--- TASK INPUT Enclosed Below ---

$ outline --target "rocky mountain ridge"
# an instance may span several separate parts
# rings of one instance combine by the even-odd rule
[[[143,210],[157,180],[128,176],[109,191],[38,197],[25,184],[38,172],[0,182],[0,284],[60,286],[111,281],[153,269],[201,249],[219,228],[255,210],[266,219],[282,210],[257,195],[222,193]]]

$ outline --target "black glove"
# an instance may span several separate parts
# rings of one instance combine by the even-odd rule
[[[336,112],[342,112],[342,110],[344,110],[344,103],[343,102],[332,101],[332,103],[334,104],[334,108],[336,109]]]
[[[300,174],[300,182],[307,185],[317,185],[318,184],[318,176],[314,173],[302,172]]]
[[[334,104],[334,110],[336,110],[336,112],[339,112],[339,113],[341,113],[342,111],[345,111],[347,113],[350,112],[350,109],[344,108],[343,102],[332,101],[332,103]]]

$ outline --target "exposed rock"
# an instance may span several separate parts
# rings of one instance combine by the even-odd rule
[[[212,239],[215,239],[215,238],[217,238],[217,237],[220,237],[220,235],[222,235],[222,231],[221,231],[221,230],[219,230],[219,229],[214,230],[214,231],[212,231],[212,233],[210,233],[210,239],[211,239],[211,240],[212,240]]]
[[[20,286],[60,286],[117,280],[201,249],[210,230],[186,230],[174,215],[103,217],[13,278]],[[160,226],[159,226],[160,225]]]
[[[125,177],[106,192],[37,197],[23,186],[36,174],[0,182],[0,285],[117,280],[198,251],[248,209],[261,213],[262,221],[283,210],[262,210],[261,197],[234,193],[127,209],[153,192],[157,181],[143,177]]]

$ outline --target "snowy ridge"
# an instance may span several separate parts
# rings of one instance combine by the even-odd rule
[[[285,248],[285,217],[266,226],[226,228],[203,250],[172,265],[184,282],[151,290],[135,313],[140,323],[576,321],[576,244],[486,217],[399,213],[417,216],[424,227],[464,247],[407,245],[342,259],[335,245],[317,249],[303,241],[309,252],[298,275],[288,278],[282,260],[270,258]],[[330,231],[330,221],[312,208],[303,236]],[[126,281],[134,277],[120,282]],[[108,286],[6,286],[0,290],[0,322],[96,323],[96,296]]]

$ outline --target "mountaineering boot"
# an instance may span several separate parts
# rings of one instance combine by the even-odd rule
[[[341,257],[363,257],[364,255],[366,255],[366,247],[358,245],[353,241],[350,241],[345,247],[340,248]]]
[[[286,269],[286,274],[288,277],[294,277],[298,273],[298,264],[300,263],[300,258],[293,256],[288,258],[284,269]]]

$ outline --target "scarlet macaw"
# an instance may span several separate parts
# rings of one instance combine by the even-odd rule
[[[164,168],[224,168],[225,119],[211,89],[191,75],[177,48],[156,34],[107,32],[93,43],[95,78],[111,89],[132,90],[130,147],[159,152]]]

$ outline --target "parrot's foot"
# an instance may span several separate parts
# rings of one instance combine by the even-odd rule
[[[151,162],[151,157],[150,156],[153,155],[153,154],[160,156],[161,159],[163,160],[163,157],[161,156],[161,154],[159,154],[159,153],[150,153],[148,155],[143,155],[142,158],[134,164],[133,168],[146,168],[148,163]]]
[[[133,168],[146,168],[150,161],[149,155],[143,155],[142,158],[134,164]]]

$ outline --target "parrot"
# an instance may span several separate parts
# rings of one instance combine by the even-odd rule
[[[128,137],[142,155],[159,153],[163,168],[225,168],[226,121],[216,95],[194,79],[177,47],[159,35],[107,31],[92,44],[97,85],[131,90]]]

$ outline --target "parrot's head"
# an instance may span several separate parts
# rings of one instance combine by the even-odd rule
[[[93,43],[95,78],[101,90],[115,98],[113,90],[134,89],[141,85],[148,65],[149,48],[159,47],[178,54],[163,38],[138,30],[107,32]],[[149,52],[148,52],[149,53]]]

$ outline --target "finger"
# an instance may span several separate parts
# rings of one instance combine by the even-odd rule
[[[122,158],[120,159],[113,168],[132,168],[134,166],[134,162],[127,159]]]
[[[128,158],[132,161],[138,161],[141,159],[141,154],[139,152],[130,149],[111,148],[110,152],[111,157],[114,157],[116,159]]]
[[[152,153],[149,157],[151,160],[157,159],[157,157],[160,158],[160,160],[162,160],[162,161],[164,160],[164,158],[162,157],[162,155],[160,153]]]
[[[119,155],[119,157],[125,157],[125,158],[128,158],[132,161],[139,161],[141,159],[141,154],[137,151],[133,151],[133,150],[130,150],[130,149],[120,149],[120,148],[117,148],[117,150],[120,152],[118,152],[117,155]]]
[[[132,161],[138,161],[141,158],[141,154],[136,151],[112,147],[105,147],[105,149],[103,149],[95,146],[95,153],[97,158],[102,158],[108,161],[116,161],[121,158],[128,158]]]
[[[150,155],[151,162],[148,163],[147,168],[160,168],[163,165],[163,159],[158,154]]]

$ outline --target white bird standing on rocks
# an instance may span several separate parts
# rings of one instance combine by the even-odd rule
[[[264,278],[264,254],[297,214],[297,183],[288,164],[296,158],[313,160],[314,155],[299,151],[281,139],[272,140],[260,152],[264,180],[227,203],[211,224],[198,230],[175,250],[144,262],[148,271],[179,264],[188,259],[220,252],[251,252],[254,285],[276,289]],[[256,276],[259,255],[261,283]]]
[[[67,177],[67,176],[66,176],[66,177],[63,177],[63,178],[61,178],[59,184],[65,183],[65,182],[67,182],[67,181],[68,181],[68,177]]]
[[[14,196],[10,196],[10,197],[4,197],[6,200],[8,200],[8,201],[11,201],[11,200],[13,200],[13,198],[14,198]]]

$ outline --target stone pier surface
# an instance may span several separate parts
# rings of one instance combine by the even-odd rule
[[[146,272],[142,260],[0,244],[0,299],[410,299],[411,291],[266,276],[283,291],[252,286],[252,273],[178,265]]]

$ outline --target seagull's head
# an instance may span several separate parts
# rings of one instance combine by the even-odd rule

--- End of Enclosed TASK INPUT ---

▶ [EXERCISE AIM] Could you write out all of the data again, exactly as given?

▶ [PROBLEM SOLUTION]
$ outline --target "rocky mountain ridge"
# an instance may span several separate parts
# rings of one instance combine by the even-odd rule
[[[143,210],[157,180],[128,176],[109,191],[38,197],[25,184],[38,172],[0,182],[0,284],[60,286],[111,281],[153,269],[201,249],[219,228],[255,210],[266,219],[282,210],[257,195],[222,193]]]

$ outline --target "black glove"
# an instance may span several separate parts
# rings of one instance combine by the even-odd rule
[[[336,112],[342,112],[342,110],[344,110],[344,103],[343,102],[332,101],[332,103],[334,104],[334,108],[336,109]]]
[[[300,174],[300,182],[307,185],[317,185],[318,184],[318,176],[314,173],[302,172]]]
[[[334,104],[334,110],[336,110],[336,112],[339,112],[339,113],[341,113],[342,111],[345,111],[347,113],[350,112],[350,109],[344,108],[343,102],[332,101],[332,103]]]

$ outline --target "exposed rock"
# an instance may span several separate parts
# rings of one instance combine by the even-odd rule
[[[212,239],[215,239],[215,238],[217,238],[217,237],[220,237],[220,235],[222,235],[222,231],[221,231],[221,230],[219,230],[219,229],[214,230],[214,231],[212,231],[212,233],[210,233],[210,239],[211,239],[211,240],[212,240]]]
[[[20,286],[60,286],[117,280],[201,249],[210,230],[186,230],[174,215],[103,217],[13,278]],[[160,226],[159,226],[160,225]]]
[[[125,177],[106,192],[37,197],[23,186],[36,174],[0,182],[0,285],[117,280],[198,251],[248,209],[261,213],[262,221],[283,210],[262,210],[261,197],[234,193],[127,209],[153,192],[157,181],[143,177]]]

$ outline --target "snowy ridge"
# an instance may span several separate parts
# rings of one instance combine by the even-odd rule
[[[285,248],[285,217],[266,226],[226,228],[203,250],[172,265],[184,282],[151,290],[135,313],[140,323],[576,321],[576,244],[486,217],[399,213],[417,216],[424,227],[464,247],[407,245],[342,259],[335,245],[317,249],[303,241],[309,252],[298,275],[288,278],[282,260],[270,258]],[[330,231],[330,221],[312,208],[303,236]],[[126,281],[134,277],[120,282]],[[108,286],[6,286],[0,290],[0,322],[96,323],[96,296]]]

$ outline --target "mountaineering boot"
# an instance may span several separate parts
# rings of one instance combine by the even-odd rule
[[[341,257],[363,257],[364,255],[366,255],[366,247],[358,245],[353,241],[350,241],[345,247],[340,248]]]
[[[286,269],[286,274],[288,277],[294,277],[298,273],[298,264],[300,263],[300,258],[293,256],[288,258],[284,269]]]

$ outline --target "scarlet macaw"
# an instance may span several separate parts
# rings of one instance combine by the even-odd rule
[[[164,168],[224,168],[225,119],[211,89],[191,75],[177,48],[156,34],[107,32],[93,43],[95,78],[111,89],[132,90],[130,147],[159,152]]]

$ outline --target "parrot's foot"
# an instance may span several separate parts
# rings of one instance combine by the even-odd rule
[[[151,162],[151,157],[150,156],[153,155],[153,154],[160,156],[161,159],[163,160],[163,157],[161,156],[161,154],[159,154],[159,153],[150,153],[148,155],[143,155],[142,158],[134,164],[133,168],[146,168],[148,163]]]
[[[133,168],[146,168],[150,161],[149,155],[143,155],[142,158],[134,164]]]

$ outline --target "parrot"
# an instance may span several separate parts
# rings of one instance combine by the even-odd rule
[[[128,137],[142,155],[159,153],[163,168],[225,168],[226,121],[216,95],[194,79],[177,47],[159,35],[107,31],[92,44],[97,85],[131,90]]]

$ outline --target "parrot's head"
# an instance may span several separate parts
# rings of one instance combine by the even-odd rule
[[[93,43],[95,78],[101,90],[115,98],[113,90],[134,89],[141,85],[148,65],[149,48],[159,47],[178,54],[163,38],[138,30],[107,32]],[[149,52],[148,52],[149,53]]]

$ outline --target "finger"
# an instance may span several separate parts
# rings of one instance combine by the even-odd rule
[[[122,158],[120,159],[113,168],[132,168],[134,166],[134,162],[127,159]]]
[[[128,158],[132,161],[138,161],[141,159],[141,154],[139,152],[130,149],[111,148],[110,152],[111,157],[114,157],[116,159]]]
[[[152,153],[149,157],[151,160],[157,159],[157,157],[160,158],[160,160],[162,160],[162,161],[164,160],[164,158],[162,157],[162,155],[160,153]]]
[[[119,155],[119,157],[125,157],[125,158],[128,158],[132,161],[139,161],[141,159],[141,154],[137,151],[133,151],[133,150],[130,150],[130,149],[120,149],[120,148],[117,148],[117,150],[120,152],[118,152],[117,155]]]
[[[132,161],[138,161],[141,158],[141,154],[136,151],[112,147],[105,147],[105,149],[103,149],[95,146],[95,153],[97,158],[102,158],[108,161],[116,161],[121,158],[128,158]]]
[[[150,155],[151,162],[148,163],[147,168],[160,168],[163,165],[163,159],[158,154]]]

$ outline --target white bird standing on rocks
# an instance may span several separate parts
# rings of one instance combine by the even-odd rule
[[[264,278],[264,254],[297,214],[297,183],[288,164],[296,158],[313,160],[314,155],[299,151],[281,139],[272,140],[260,152],[264,180],[227,203],[211,224],[198,230],[175,250],[144,262],[148,271],[179,264],[188,259],[220,252],[251,252],[254,285],[276,289]],[[256,276],[259,255],[261,283]]]
[[[67,177],[67,176],[66,176],[66,177],[63,177],[63,178],[61,178],[59,184],[65,183],[65,182],[67,182],[67,181],[68,181],[68,177]]]
[[[14,196],[10,196],[10,197],[4,197],[6,200],[8,200],[8,201],[11,201],[11,200],[13,200],[13,198],[14,198]]]

$ outline --target stone pier surface
# an instance may span several separate parts
# rings of one instance combine by the even-odd rule
[[[146,272],[142,260],[0,244],[0,299],[410,299],[411,291],[266,276],[283,291],[252,286],[252,273],[178,265]]]

$ outline --target seagull's head
# an instance may span several separate parts
# rings of one instance combine by the even-odd rule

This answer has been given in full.